▶ _What this task involves_
What is needed is an exact copy of all the records, written out in full.

:: Excerpted records ::

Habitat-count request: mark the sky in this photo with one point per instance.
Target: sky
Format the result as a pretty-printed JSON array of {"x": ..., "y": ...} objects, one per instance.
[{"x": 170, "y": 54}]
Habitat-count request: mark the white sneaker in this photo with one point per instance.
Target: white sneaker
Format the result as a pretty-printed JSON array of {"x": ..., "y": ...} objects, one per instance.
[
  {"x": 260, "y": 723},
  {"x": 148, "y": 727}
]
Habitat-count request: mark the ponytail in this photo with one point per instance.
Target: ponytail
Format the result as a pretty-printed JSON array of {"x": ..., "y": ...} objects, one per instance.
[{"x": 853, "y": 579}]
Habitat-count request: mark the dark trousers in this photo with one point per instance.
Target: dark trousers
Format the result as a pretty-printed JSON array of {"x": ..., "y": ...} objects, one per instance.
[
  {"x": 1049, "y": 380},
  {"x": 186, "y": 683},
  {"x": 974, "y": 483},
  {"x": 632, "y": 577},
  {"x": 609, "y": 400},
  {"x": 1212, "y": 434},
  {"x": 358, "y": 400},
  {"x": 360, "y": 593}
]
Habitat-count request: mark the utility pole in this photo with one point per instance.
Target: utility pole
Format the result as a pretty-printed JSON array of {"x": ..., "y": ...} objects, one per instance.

:::

▶ _Solution to the exercise_
Habitat-count request: mark the sky in this photo with one point per instance.
Target: sky
Format the result as a pretty-printed JSON array of {"x": ..., "y": ...} objects, one per instance.
[{"x": 170, "y": 54}]
Habitat-count request: mark the white sneaker in this photo with one point per instance.
Target: white sneaker
Format the result as a pretty-printed JSON array of {"x": ..., "y": ...} objects, one per instance.
[
  {"x": 260, "y": 723},
  {"x": 148, "y": 727}
]
Habitat-count request: mark the ponytail in this photo with one point per instance.
Target: ponytail
Format the result as a pretty-printed JSON array of {"x": ..., "y": ...} objects, one per instance.
[{"x": 853, "y": 579}]
Habitat-count request: mark the dark trousers in this photo with one point per instance.
Target: dark trousers
Format the result as a pretty-printed JSON array of {"x": ..., "y": ...} objects, one per instance.
[
  {"x": 1049, "y": 380},
  {"x": 186, "y": 683},
  {"x": 974, "y": 483},
  {"x": 632, "y": 577},
  {"x": 609, "y": 400},
  {"x": 1212, "y": 434},
  {"x": 358, "y": 400},
  {"x": 360, "y": 593}
]
Habitat-count request: mark the utility pole in this photo with one point per instance.
Target: utility pole
Format the result as a pretty-printed JSON array of {"x": ..., "y": ...} objects, one per instance.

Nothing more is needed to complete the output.